* **Task**
The entries shown below are to be printed in full, unaltered.

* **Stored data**
________________________________________
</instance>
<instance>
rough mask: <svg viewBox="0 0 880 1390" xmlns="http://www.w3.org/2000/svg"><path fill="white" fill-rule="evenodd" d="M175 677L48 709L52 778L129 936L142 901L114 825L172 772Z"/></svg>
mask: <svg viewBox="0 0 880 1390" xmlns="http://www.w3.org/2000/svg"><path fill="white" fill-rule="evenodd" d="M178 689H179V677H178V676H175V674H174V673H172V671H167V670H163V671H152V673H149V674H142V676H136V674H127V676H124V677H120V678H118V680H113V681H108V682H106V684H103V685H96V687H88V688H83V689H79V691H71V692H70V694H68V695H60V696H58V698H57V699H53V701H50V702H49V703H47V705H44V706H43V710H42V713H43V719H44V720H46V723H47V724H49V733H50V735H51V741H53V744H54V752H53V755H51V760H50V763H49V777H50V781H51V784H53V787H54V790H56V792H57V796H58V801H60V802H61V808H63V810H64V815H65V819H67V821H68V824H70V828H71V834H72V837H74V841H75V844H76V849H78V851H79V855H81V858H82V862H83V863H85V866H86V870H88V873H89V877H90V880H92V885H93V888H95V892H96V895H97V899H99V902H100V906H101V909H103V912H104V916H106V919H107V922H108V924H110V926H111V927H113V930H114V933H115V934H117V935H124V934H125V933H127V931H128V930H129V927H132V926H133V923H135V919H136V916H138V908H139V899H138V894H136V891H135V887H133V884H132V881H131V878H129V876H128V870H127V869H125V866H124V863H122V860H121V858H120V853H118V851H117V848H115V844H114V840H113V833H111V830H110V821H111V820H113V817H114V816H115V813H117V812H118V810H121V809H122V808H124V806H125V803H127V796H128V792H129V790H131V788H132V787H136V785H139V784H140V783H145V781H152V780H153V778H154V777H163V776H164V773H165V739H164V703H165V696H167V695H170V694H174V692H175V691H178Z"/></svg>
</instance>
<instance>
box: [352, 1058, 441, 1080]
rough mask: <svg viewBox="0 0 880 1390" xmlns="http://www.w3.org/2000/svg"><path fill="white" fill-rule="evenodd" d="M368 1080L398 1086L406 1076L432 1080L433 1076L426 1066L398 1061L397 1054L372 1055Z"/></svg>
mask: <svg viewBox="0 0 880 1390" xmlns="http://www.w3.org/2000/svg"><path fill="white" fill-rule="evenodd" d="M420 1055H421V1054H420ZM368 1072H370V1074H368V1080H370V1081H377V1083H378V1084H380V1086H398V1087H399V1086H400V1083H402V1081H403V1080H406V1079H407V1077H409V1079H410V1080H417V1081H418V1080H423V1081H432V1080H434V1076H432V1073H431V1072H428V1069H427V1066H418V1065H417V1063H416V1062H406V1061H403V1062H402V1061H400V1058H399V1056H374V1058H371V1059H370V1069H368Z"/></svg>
________________________________________
* **Response to this exercise**
</instance>
<instance>
rough mask: <svg viewBox="0 0 880 1390" xmlns="http://www.w3.org/2000/svg"><path fill="white" fill-rule="evenodd" d="M175 677L48 709L52 778L129 936L142 901L114 825L172 772Z"/></svg>
mask: <svg viewBox="0 0 880 1390" xmlns="http://www.w3.org/2000/svg"><path fill="white" fill-rule="evenodd" d="M178 689H179V677H178V676H175V674H174V673H172V671H167V670H163V671H152V673H149V674H142V676H136V674H127V676H124V677H120V678H118V680H113V681H108V682H106V684H103V685H96V687H88V688H83V689H79V691H71V692H70V694H68V695H60V696H58V698H57V699H53V701H50V702H49V703H47V705H44V706H43V710H42V713H43V719H44V720H46V723H47V724H49V733H50V735H51V741H53V744H54V752H53V755H51V760H50V763H49V777H50V781H51V784H53V787H54V790H56V792H57V796H58V801H60V802H61V808H63V810H64V815H65V819H67V821H68V824H70V828H71V834H72V837H74V841H75V844H76V849H78V851H79V855H81V858H82V862H83V863H85V866H86V870H88V873H89V877H90V880H92V885H93V888H95V892H96V895H97V899H99V902H100V906H101V909H103V912H104V916H106V919H107V922H108V924H110V926H111V927H113V930H114V933H115V934H117V935H124V934H125V933H127V931H128V930H129V927H132V926H133V923H135V919H136V916H138V908H139V899H138V894H136V891H135V887H133V884H132V881H131V878H129V876H128V870H127V869H125V866H124V863H122V860H121V858H120V853H118V851H117V848H115V844H114V840H113V833H111V830H110V821H111V820H113V817H114V816H115V813H117V812H118V810H121V809H122V808H124V806H125V803H127V796H128V792H129V790H131V788H132V787H136V785H139V784H140V783H145V781H152V780H153V778H154V777H163V776H164V773H165V739H164V703H165V696H167V695H170V694H174V692H175V691H178Z"/></svg>
</instance>
<instance>
box: [352, 1058, 441, 1080]
rough mask: <svg viewBox="0 0 880 1390" xmlns="http://www.w3.org/2000/svg"><path fill="white" fill-rule="evenodd" d="M368 1080L398 1086L406 1076L432 1080L433 1076L426 1066L398 1061L397 1054L372 1055Z"/></svg>
mask: <svg viewBox="0 0 880 1390" xmlns="http://www.w3.org/2000/svg"><path fill="white" fill-rule="evenodd" d="M420 1055H421V1054H420ZM368 1072H370V1074H368V1080H370V1081H377V1083H378V1084H380V1086H398V1087H399V1086H400V1083H402V1081H403V1080H406V1079H407V1077H409V1079H410V1080H417V1081H418V1080H423V1081H432V1080H434V1076H432V1073H431V1072H428V1069H427V1066H418V1065H417V1063H416V1062H406V1061H403V1062H402V1061H400V1058H399V1056H374V1058H371V1059H370V1069H368Z"/></svg>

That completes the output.